══ ENTRIES PROVIDED ══

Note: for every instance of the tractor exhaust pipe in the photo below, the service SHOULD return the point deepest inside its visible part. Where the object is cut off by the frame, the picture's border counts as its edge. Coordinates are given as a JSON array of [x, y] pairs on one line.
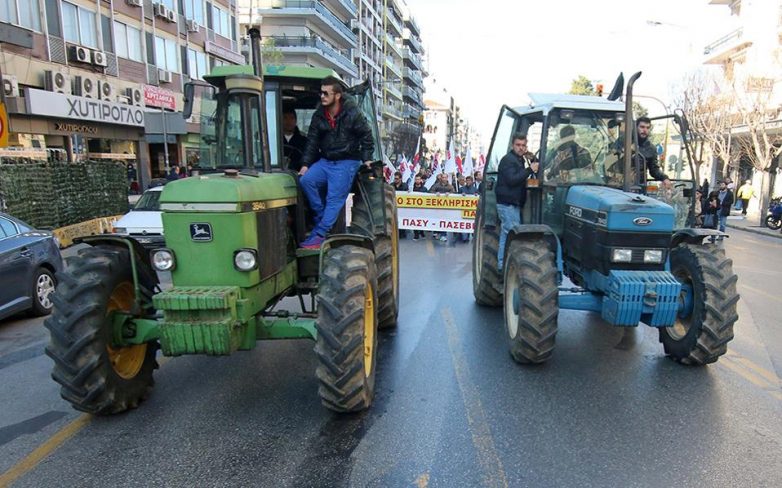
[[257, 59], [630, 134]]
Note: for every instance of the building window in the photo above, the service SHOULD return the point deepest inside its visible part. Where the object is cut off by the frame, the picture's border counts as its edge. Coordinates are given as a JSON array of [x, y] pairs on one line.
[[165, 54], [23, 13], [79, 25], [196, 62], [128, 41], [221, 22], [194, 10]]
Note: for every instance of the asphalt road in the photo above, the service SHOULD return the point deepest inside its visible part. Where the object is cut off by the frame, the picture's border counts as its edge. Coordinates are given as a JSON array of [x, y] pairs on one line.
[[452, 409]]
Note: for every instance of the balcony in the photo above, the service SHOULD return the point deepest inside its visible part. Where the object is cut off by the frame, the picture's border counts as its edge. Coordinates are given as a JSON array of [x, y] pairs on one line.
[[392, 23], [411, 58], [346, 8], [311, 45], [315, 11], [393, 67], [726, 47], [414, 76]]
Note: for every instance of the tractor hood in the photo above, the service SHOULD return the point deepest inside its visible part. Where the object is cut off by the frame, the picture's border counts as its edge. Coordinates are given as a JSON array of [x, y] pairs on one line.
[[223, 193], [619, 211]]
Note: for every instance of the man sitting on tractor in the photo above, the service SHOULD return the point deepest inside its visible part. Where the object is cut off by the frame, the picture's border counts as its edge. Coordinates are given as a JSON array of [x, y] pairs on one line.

═══

> _PROBLEM_
Add 71 to every coordinate in the answers, then write out again the records from their start through the line with "[[257, 59], [630, 134]]", requests included. Leave the pictures out of your answer.

> _PROBLEM SOLUTION_
Note: for every instance of the tractor exhaust pipe in the photo below, the service SHOULD return the point deepest inside its visible part. Where the object is cut off by the frame, the picture's border counts as its edge. Coordinates are given as a JSON array of [x, y] pairs on one line.
[[328, 130], [701, 205]]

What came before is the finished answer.